======== Materials provided ========

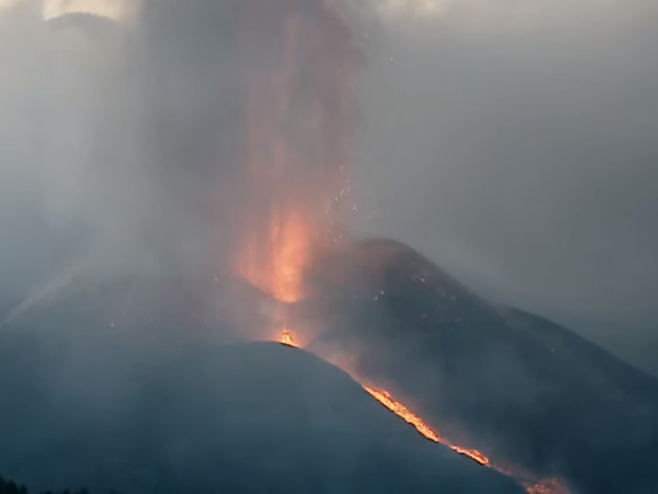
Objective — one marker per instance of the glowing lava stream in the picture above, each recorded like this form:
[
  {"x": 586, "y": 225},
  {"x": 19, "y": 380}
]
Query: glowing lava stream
[{"x": 532, "y": 486}]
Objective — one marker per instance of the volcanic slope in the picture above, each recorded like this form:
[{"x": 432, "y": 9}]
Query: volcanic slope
[
  {"x": 518, "y": 388},
  {"x": 98, "y": 405}
]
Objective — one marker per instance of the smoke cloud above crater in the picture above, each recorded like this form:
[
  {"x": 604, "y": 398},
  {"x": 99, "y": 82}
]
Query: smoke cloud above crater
[
  {"x": 516, "y": 140},
  {"x": 510, "y": 141}
]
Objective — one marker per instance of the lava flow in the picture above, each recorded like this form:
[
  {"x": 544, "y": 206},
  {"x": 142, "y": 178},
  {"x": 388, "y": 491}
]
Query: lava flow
[
  {"x": 300, "y": 64},
  {"x": 531, "y": 484}
]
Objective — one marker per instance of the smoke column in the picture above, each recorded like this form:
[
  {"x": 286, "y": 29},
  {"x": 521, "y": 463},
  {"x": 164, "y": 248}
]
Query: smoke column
[{"x": 300, "y": 63}]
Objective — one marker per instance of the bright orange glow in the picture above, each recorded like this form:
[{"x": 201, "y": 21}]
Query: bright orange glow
[
  {"x": 300, "y": 118},
  {"x": 288, "y": 338},
  {"x": 405, "y": 414},
  {"x": 531, "y": 484}
]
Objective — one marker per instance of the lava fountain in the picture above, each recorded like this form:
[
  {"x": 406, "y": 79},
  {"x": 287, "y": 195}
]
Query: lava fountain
[
  {"x": 300, "y": 117},
  {"x": 300, "y": 64}
]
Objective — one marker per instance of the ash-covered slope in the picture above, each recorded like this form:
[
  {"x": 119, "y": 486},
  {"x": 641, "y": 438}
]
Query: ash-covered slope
[
  {"x": 519, "y": 388},
  {"x": 86, "y": 403}
]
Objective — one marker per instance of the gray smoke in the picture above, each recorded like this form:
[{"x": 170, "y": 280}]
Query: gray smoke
[{"x": 512, "y": 142}]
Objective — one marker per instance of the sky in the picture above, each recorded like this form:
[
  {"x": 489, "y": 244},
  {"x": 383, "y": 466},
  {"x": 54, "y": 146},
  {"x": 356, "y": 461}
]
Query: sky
[{"x": 511, "y": 141}]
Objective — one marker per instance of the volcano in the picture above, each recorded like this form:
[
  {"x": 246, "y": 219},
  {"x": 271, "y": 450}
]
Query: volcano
[
  {"x": 517, "y": 387},
  {"x": 94, "y": 396}
]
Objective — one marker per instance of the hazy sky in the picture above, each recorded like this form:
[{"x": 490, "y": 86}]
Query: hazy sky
[{"x": 514, "y": 142}]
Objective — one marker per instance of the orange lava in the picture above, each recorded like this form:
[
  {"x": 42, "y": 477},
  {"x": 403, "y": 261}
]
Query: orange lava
[
  {"x": 531, "y": 484},
  {"x": 385, "y": 398},
  {"x": 300, "y": 64}
]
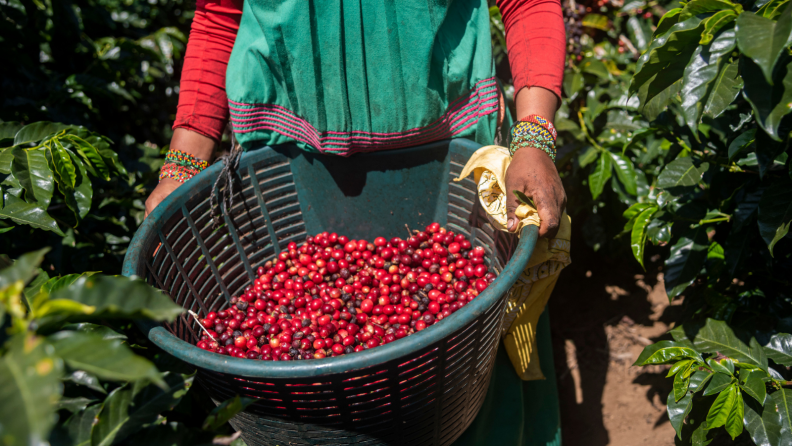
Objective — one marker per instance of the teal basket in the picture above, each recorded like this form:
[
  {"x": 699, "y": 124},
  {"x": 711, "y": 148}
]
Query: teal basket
[{"x": 424, "y": 389}]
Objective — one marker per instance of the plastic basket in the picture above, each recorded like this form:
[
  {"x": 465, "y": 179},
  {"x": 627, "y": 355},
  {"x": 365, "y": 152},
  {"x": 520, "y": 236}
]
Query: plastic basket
[{"x": 424, "y": 389}]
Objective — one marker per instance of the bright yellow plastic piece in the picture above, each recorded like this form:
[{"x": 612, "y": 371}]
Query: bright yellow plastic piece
[{"x": 529, "y": 295}]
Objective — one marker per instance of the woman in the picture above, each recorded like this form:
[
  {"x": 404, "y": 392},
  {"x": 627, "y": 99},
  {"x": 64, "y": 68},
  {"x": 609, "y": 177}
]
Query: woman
[{"x": 347, "y": 78}]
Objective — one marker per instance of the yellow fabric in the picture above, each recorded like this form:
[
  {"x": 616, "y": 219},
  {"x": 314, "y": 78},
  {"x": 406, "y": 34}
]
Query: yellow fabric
[{"x": 529, "y": 295}]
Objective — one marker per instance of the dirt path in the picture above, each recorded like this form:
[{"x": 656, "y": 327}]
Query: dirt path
[{"x": 603, "y": 312}]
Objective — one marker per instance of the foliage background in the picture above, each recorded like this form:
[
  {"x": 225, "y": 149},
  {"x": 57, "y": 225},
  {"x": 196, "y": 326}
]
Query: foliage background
[
  {"x": 111, "y": 66},
  {"x": 644, "y": 165}
]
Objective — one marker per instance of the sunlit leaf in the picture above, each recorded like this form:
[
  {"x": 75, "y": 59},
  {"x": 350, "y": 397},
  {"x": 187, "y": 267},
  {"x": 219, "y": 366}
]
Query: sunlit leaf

========

Please return all of the entries word for word, excluding the pictures.

Objective — one marker per instance of the glowing lava stream in the picture above, each recorded like this form:
[
  {"x": 586, "y": 225},
  {"x": 19, "y": 380}
]
Query: glowing lava stream
[{"x": 532, "y": 486}]
Objective — one marker per instance of the volcanic slope in the picture above, each recorded like this form:
[{"x": 432, "y": 9}]
Query: volcanic slope
[
  {"x": 518, "y": 388},
  {"x": 98, "y": 405}
]
Objective — one marker per instance of the smoke cloud above crater in the picture above, each recorded like this form:
[
  {"x": 604, "y": 398},
  {"x": 99, "y": 82}
]
Query: smoke cloud above crater
[
  {"x": 516, "y": 140},
  {"x": 510, "y": 141}
]
Objective — one marker per instance of the lava flow in the picture above, each recorded like this form:
[
  {"x": 544, "y": 206},
  {"x": 142, "y": 178},
  {"x": 388, "y": 491}
]
Query: lava flow
[
  {"x": 300, "y": 64},
  {"x": 531, "y": 484}
]
Objective — one marker per instance of the smoke column in the picture above, each recorded like this form:
[
  {"x": 286, "y": 29},
  {"x": 521, "y": 463},
  {"x": 164, "y": 248}
]
Query: smoke column
[{"x": 300, "y": 63}]
Objective — one marker per instance of the bright orange glow in the picture above, each recorded like this form:
[{"x": 201, "y": 21}]
Query: bright orange glow
[
  {"x": 300, "y": 118},
  {"x": 288, "y": 338},
  {"x": 405, "y": 414},
  {"x": 531, "y": 484}
]
Objective — one marker per instance of the lava fountain in the picture above, each recorded like this form:
[
  {"x": 406, "y": 79},
  {"x": 287, "y": 195}
]
Query: lava fountain
[
  {"x": 300, "y": 117},
  {"x": 300, "y": 64}
]
Objective — one marker per instance of the ash-covered slope in the picture above, each recorded like this form:
[
  {"x": 119, "y": 486},
  {"x": 641, "y": 438}
]
Query: ash-covered slope
[
  {"x": 519, "y": 388},
  {"x": 86, "y": 403}
]
Objective — one marker per instance of the gray smoke in the picture above, each recorded like this form:
[{"x": 170, "y": 280}]
Query: gray smoke
[{"x": 512, "y": 142}]
Objective — one marker per instance of the sky in the picture above, each recorded like this form:
[
  {"x": 489, "y": 244},
  {"x": 383, "y": 466},
  {"x": 54, "y": 146},
  {"x": 356, "y": 461}
]
Query: sky
[{"x": 511, "y": 141}]
Objective — one marker per instance of the volcano in the picture above, each recorded like this form:
[
  {"x": 246, "y": 219},
  {"x": 271, "y": 450}
]
Query: volcano
[
  {"x": 517, "y": 387},
  {"x": 94, "y": 396}
]
Objective — one marker per instance of the hazy sky in the picture above, each recorded like this form:
[{"x": 490, "y": 86}]
Query: hazy sky
[{"x": 514, "y": 142}]
Objective — one marker per instance of the orange lava in the picture above, each recorded like this form:
[
  {"x": 42, "y": 477},
  {"x": 403, "y": 261}
]
Query: orange lava
[
  {"x": 531, "y": 484},
  {"x": 385, "y": 398},
  {"x": 300, "y": 64}
]
Objective — one marker per instance of the teal basket in the picture above, each recorded like this form:
[
  {"x": 699, "y": 124},
  {"x": 711, "y": 148}
]
Query: teal basket
[{"x": 424, "y": 389}]
Objective — one marker per instance of the plastic basket in the picture above, each recorded like this form:
[
  {"x": 465, "y": 179},
  {"x": 627, "y": 355},
  {"x": 365, "y": 152},
  {"x": 520, "y": 236}
]
Query: plastic basket
[{"x": 424, "y": 389}]
Objective — one marker per instance of the bright yellow plastic piece in the picture above, each recorded like this form:
[{"x": 612, "y": 371}]
Query: bright yellow plastic piece
[{"x": 529, "y": 295}]
Objective — one marker per instance of the woman in the picture above, each recorded like this form:
[
  {"x": 404, "y": 392},
  {"x": 627, "y": 99},
  {"x": 64, "y": 68},
  {"x": 609, "y": 177}
]
Query: woman
[{"x": 347, "y": 78}]
Objective — one marker per instance of the yellow fabric in the picture above, each recorded like this form:
[
  {"x": 616, "y": 219},
  {"x": 314, "y": 78},
  {"x": 406, "y": 34}
]
Query: yellow fabric
[{"x": 529, "y": 295}]
Objective — one marker per instance of the dirt path in the picture above, each recorded like this form:
[{"x": 656, "y": 327}]
Query: dirt path
[{"x": 603, "y": 312}]
Objective — one marker per instance of the foliage background in the picture above, each recorded like this form:
[
  {"x": 225, "y": 149},
  {"x": 57, "y": 225},
  {"x": 196, "y": 326}
]
Query: foliage background
[
  {"x": 111, "y": 66},
  {"x": 644, "y": 165}
]
Objective — one marker per instance of the sunlit leaf in the picture above, each recorded like this form:
[
  {"x": 75, "y": 59},
  {"x": 350, "y": 397},
  {"x": 187, "y": 267},
  {"x": 219, "y": 366}
]
Query: sunlit leaf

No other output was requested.